Dataset entries

────────────────────────────────────────

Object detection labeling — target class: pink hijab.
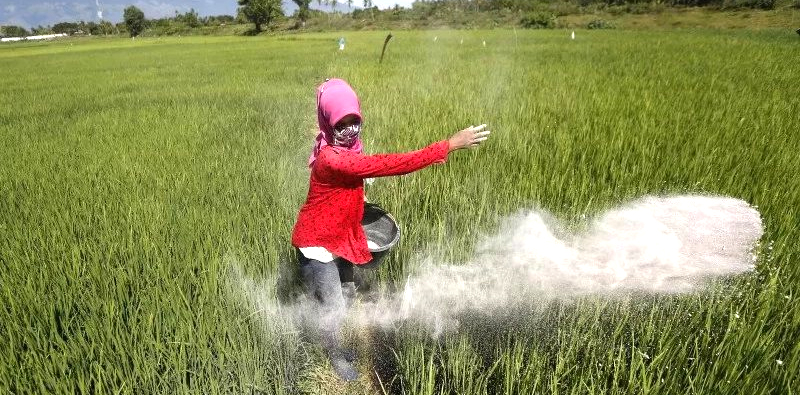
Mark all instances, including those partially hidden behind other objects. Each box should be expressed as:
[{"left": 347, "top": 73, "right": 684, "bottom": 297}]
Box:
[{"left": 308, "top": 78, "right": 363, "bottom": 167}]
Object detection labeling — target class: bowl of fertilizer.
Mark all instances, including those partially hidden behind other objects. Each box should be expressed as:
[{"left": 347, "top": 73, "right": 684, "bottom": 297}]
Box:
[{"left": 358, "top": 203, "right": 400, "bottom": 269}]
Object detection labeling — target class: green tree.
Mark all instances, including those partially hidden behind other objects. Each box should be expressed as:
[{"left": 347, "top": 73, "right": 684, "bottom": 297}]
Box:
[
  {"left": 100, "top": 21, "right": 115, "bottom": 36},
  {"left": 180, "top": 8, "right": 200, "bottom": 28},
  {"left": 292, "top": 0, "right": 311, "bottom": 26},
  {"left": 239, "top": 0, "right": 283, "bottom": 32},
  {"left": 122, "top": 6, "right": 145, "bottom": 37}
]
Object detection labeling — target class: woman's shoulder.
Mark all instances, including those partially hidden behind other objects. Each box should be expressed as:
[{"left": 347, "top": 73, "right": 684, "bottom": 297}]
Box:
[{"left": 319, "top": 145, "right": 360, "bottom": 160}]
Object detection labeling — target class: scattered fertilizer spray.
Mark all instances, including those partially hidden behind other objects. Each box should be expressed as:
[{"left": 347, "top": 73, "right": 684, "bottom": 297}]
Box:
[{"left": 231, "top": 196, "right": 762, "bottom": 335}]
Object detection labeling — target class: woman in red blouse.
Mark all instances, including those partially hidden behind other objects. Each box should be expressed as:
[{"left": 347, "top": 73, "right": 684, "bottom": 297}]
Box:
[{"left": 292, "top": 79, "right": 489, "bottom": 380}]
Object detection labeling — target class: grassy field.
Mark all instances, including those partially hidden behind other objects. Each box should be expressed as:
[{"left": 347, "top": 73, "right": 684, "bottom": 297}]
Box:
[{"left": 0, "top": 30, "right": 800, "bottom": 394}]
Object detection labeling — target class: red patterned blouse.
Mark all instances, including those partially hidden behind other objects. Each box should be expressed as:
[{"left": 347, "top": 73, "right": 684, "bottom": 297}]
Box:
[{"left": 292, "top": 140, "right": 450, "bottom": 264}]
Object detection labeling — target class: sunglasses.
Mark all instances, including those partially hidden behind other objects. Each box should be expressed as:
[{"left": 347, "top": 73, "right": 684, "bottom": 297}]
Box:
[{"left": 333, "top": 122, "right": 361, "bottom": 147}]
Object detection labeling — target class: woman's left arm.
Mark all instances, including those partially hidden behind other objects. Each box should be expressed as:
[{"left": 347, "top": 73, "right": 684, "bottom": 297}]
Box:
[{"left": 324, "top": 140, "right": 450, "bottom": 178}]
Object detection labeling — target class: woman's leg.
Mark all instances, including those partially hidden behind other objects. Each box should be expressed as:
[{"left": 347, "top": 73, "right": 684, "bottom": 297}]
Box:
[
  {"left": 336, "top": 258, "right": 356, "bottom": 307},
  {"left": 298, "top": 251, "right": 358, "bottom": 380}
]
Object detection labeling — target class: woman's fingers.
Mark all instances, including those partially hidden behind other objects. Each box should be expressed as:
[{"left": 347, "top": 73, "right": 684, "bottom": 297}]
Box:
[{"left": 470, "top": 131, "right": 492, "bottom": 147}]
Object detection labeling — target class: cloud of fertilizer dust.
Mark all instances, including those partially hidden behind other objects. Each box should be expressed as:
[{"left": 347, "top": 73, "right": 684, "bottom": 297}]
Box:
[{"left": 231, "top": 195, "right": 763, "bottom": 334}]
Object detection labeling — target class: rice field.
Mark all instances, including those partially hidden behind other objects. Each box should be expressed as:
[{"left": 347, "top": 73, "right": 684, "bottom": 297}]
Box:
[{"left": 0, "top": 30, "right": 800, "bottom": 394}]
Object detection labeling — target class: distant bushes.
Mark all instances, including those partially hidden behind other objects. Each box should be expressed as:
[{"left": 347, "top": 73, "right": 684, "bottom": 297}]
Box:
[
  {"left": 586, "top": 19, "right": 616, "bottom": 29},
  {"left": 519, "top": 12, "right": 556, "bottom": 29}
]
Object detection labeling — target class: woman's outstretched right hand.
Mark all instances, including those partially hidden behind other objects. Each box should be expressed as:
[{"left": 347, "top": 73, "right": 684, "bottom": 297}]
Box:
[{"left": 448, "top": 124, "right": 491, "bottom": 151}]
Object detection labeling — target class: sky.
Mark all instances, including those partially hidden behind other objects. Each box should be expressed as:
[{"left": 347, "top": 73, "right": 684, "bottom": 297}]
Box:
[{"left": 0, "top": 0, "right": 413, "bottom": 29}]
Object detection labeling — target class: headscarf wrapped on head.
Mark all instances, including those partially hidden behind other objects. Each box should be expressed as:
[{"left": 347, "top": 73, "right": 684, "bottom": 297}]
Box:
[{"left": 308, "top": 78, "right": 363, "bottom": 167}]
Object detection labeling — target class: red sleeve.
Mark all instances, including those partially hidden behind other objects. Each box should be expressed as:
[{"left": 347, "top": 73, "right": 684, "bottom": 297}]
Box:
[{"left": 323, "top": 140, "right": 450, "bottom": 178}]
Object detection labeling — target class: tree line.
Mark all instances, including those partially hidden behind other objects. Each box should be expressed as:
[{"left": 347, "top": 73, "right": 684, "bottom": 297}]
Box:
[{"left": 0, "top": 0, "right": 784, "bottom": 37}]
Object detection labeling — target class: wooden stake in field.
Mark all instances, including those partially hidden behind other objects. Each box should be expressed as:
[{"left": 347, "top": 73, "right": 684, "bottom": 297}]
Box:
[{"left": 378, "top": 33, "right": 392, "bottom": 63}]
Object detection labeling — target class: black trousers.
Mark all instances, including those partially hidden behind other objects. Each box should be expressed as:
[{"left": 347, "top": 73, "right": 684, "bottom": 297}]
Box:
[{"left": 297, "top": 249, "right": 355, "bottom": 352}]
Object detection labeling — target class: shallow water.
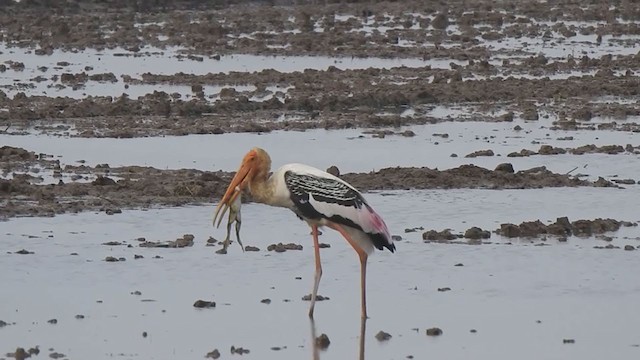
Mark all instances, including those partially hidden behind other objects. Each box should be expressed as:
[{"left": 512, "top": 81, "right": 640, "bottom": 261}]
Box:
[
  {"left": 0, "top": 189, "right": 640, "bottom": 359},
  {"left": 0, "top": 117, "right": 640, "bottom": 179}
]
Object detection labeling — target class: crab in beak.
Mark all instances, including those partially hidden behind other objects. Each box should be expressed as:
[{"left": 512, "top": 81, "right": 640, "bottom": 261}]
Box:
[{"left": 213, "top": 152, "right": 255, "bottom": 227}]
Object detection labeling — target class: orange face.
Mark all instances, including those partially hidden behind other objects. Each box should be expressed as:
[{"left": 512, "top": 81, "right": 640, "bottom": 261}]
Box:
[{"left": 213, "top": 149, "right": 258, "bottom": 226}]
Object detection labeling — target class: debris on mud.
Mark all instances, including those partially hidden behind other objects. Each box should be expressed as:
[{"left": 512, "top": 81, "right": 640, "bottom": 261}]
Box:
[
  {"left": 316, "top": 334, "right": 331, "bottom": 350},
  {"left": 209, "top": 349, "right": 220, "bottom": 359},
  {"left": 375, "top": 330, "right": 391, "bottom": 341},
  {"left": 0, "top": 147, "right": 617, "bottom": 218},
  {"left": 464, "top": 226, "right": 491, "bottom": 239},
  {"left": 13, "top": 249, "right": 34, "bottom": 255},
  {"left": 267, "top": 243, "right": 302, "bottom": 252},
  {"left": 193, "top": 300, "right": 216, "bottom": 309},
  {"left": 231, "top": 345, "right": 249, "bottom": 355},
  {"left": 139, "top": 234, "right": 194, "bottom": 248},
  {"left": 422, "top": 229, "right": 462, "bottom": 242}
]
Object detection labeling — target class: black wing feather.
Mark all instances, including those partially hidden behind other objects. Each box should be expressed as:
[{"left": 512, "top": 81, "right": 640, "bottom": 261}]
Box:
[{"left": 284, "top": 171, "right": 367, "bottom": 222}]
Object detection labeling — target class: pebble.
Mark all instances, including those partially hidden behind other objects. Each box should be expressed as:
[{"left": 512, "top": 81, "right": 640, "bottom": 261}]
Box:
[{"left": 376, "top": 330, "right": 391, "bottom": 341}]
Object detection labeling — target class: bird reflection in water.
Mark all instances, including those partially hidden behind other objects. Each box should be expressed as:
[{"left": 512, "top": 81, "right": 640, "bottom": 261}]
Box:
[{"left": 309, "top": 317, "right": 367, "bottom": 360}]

────────────────────────────────────────

**Exercise directions:**
From the listing above, pick out and copy each line containing the word "black". Case counts.

**Correct output:**
Object detection labeling — target class: black trousers.
Object detection labeling — target class: black wing feather.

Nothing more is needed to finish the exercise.